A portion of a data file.

▬▬▬▬▬▬

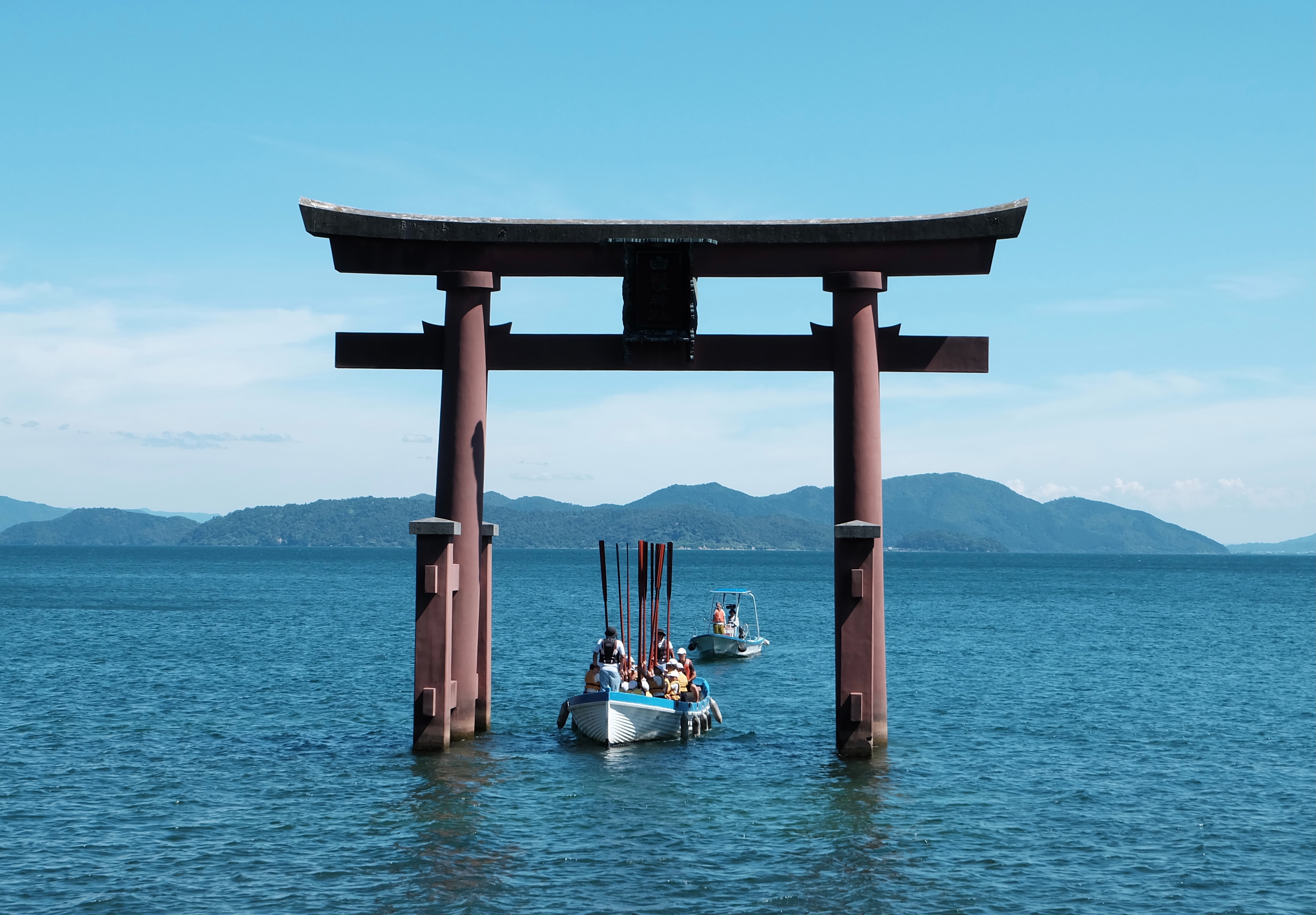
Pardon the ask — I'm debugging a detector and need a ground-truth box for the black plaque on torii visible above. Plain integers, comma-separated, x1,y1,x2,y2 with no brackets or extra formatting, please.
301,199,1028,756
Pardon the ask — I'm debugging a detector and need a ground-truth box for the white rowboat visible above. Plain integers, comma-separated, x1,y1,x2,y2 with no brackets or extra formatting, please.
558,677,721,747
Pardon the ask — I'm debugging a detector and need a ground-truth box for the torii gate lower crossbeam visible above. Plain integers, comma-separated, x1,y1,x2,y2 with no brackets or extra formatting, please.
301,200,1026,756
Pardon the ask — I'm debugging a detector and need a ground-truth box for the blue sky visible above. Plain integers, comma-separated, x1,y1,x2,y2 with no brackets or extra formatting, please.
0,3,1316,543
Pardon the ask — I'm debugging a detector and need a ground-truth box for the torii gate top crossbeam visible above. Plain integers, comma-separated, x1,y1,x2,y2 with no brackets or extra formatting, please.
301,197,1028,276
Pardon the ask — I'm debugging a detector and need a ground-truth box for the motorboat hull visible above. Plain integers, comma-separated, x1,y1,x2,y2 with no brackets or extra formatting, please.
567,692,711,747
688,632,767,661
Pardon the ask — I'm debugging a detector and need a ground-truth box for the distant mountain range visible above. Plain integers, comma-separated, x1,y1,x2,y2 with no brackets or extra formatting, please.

▬▬▬▬▬▬

TASK PROMPT.
Set out all of the records above as a numbered list without blank lines, and leave the pictures out of your answer.

CORRECT ANSWER.
1. Pardon the ask — I'm debugging a detector and need a ground-truth box for the black plaque on torii visible above. Plain integers, comma-separated, x1,y1,x2,y2 with no brackets or extra formatting, please.
2. 301,199,1028,756
3. Pardon the ask — I'm debugging a detector and need a ground-truth box for the white rowboat visible above. Plain integers, comma-separated, x1,y1,x2,y2 with no brackets or extra formatting, please.
4. 558,677,721,747
5. Pardon the ask — I'm debugging a detector and need a ground-truth box for the torii gate lower crossbeam visible above. Plain integers, comma-separated, x1,y1,x2,y2 with no brackets or extra formatting, please.
6. 301,200,1026,756
7. Pardon the ask — I'm debugging a detector and need a ground-truth box for the blue sky visible above. Plain integers, comma-separated, x1,y1,x2,y2 with no brackets or extra formatting, please.
8. 0,3,1316,543
9. Pardon the ask — I'm debugging a detector and need a ground-truth box for the torii gate top crossbeam visible above. Plain integers, comma-separated, x1,y1,x2,y2 with no brackets or extra formatting, please.
10. 301,197,1028,276
11. Pardon the ask — I'm debugging a detector and need a ground-truth box for the motorboat hull visible above. Plain integers, comma-separated, x1,y1,x2,y2 with no brackets or extra formatting, please.
12. 567,692,711,747
13. 688,632,767,661
14. Pardon the ask — I'm debugging a detector and need a ground-truth box for the distant mountain range visible above. Plain integers, comma-separated, x1,y1,x2,y2 with no brackets or extra formatting, please.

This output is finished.